## Source text:
-- START --

Keywords; artificial intelligence in education; learner modeling; Bayesian networks; Law 25; competency-based education; Quebec collegiate system; OACIQ; adaptive learning systems; hybrid architecture; algorithmic transparency


1. Introduction

The deployment of artificial intelligence in education (AIED) has generated substantial scholarly interest in learner modeling — the computational representation of a student’s knowledge, competencies, misconceptions, and learning behaviors — as the inferential engine of adaptive educational systems (AES) and intelligent tutoring systems (ITS) (VanLehn, 2011; Brusilovsky & Millán, 2007). Two paradigms have historically dominated the field: symbolic, or rule-based, models, which encode expert-defined IF–THEN pedagogical rules, and probabilistic models, particularly Bayesian networks (BN) and their multi-entity extensions (MEBN), which represent learner states as probability distributions updated dynamically as new evidence accumulates (Tadlaoui & Khaldi, 2019b).

-- END --

(Excerpt from a data file)
-- START --

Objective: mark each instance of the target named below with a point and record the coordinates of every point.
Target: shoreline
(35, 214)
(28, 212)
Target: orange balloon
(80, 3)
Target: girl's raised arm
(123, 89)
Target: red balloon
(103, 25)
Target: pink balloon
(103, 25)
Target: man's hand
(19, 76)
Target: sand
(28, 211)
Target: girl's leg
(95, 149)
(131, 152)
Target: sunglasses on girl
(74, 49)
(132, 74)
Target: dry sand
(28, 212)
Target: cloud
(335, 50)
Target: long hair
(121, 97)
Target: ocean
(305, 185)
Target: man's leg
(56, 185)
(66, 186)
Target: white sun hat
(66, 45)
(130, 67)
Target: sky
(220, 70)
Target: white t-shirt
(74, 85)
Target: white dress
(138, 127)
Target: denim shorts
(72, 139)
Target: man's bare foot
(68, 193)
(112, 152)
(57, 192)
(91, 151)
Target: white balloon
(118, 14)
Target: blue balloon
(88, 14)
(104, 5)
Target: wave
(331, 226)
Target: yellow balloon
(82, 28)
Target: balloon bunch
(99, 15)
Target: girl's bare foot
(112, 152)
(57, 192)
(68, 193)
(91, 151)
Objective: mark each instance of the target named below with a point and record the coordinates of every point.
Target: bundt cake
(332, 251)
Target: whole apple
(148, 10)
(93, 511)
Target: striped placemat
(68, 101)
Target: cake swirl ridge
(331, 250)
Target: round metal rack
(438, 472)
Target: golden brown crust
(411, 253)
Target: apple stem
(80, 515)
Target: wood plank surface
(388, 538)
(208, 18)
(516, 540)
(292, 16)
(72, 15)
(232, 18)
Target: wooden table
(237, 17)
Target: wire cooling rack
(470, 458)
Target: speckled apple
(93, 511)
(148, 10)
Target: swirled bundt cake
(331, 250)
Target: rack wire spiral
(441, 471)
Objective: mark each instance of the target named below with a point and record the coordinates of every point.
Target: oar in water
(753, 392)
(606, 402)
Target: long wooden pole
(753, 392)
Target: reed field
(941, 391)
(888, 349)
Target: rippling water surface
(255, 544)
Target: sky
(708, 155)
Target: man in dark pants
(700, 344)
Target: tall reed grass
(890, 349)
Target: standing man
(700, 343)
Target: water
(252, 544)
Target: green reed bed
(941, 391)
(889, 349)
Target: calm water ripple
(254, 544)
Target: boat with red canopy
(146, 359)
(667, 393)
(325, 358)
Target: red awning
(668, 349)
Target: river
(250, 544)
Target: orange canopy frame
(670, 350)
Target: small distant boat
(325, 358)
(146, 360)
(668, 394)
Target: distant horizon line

-- END --

## What you will do:
**a)** Can you copy out the passage on learner modeling word for word, starting at "1. Introduction" and ending at "(Tadlaoui & Khaldi, 2019b)."?
**b)** Can you rewrite only the records starting at the line containing "Target: calm water ripple" and ending at the end of the records, renaming "boat" to "vessel" and changing nothing else?
The text and the records have no connection to each other.

## Answers:
**a)**
1. Introduction

The deployment of artificial intelligence in education (AIED) has generated substantial scholarly interest in learner modeling — the computational representation of a student’s knowledge, competencies, misconceptions, and learning behaviors — as the inferential engine of adaptive educational systems (AES) and intelligent tutoring systems (ITS) (VanLehn, 2011; Brusilovsky & Millán, 2007). Two paradigms have historically dominated the field: symbolic, or rule-based, models, which encode expert-defined IF–THEN pedagogical rules, and probabilistic models, particularly Bayesian networks (BN) and their multi-entity extensions (MEBN), which represent learner states as probability distributions updated dynamically as new evidence accumulates (Tadlaoui & Khaldi, 2019b).

**b)**
Target: calm water ripple
(254, 544)
Target: vessel with red canopy
(146, 359)
(667, 393)
(325, 358)
Target: red awning
(668, 349)
Target: river
(250, 544)
Target: orange canopy frame
(670, 350)
Target: small distant vessel
(325, 358)
(146, 360)
(668, 394)
Target: distant horizon line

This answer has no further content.